### TASK GOAL:
Return the line that contains "Target: road surface" plus every line after it to the end of the entries below, exactly as given, and stop there.

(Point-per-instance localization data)
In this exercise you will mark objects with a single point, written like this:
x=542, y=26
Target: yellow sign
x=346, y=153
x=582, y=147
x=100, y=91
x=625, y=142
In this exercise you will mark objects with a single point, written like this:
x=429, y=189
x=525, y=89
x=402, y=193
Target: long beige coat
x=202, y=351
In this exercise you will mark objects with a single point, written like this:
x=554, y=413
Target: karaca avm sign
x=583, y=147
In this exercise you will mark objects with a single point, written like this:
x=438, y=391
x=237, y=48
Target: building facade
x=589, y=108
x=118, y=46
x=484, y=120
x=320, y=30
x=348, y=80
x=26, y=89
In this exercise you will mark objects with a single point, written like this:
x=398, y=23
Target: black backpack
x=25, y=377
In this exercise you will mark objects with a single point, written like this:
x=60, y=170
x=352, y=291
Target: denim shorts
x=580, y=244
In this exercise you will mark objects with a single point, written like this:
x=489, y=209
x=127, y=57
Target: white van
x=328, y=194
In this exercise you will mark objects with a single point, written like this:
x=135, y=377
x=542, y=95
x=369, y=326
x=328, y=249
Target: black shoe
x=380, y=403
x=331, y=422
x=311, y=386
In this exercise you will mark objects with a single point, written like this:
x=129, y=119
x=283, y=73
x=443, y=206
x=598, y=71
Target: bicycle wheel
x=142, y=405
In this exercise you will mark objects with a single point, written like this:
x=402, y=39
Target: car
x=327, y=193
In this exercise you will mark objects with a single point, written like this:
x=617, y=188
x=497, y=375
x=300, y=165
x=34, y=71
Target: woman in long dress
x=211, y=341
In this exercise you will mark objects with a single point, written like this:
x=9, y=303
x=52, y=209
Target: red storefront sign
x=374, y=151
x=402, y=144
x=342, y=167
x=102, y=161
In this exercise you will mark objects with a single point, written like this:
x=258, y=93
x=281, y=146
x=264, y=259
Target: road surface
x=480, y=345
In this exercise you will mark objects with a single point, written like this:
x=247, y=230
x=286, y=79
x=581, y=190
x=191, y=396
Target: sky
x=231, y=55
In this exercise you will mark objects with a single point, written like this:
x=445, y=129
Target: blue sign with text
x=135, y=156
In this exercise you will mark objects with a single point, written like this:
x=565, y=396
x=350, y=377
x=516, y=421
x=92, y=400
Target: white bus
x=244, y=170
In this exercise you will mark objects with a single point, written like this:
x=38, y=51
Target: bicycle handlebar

### TASK RESPONSE:
Target: road surface
x=480, y=345
In this exercise you will mark objects with a single point, written like this:
x=247, y=230
x=286, y=79
x=581, y=190
x=191, y=396
Target: sky
x=231, y=55
In this exercise you will mark objects with a single point, written like this:
x=445, y=129
Target: blue sign with text
x=135, y=156
In this exercise you will mark objects with a single point, written like this:
x=565, y=396
x=350, y=377
x=516, y=421
x=92, y=400
Target: white bus
x=244, y=170
In this exercise you will mark objects with a single point, written like this:
x=38, y=51
Target: bicycle handlebar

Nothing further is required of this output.